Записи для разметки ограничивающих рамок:
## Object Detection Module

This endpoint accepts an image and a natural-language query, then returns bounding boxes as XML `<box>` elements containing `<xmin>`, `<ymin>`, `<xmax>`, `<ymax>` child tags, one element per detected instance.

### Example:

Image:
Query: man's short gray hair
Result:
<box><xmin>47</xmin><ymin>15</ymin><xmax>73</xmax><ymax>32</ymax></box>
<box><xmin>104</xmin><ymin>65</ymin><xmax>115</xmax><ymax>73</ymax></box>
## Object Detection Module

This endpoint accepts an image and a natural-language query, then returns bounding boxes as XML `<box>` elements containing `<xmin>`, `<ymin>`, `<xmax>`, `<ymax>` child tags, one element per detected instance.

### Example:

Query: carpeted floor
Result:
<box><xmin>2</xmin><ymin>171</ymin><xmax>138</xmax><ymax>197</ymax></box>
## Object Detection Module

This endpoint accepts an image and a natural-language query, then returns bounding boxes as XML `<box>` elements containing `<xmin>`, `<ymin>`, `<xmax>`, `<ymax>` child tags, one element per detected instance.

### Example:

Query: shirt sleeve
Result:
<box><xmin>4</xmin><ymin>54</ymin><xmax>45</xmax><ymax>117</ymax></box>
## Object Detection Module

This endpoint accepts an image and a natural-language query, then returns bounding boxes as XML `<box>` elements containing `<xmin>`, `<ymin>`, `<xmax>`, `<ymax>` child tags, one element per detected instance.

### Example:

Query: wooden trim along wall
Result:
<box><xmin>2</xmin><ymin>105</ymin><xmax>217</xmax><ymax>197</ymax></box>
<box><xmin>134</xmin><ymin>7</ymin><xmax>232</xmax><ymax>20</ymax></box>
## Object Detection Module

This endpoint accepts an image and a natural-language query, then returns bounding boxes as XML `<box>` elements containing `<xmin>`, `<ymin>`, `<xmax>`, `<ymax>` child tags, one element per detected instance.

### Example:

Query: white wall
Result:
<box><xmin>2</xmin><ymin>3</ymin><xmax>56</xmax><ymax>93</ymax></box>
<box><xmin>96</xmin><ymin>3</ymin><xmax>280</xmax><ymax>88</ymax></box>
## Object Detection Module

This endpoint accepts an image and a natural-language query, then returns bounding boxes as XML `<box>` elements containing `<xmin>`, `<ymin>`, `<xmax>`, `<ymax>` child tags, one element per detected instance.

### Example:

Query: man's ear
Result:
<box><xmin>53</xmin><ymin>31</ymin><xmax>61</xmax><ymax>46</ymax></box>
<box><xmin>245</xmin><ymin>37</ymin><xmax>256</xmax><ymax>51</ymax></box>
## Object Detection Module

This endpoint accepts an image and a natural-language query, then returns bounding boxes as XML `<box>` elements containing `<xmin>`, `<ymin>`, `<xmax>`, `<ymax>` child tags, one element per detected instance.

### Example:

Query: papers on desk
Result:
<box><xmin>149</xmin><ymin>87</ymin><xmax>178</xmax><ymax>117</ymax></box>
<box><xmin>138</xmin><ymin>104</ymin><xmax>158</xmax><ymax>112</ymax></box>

» **Задание**: Найдите в записях выше все строки со словом «wall» и выпишите их полностью.

» **Решение задания**:
Query: wooden trim along wall
Query: white wall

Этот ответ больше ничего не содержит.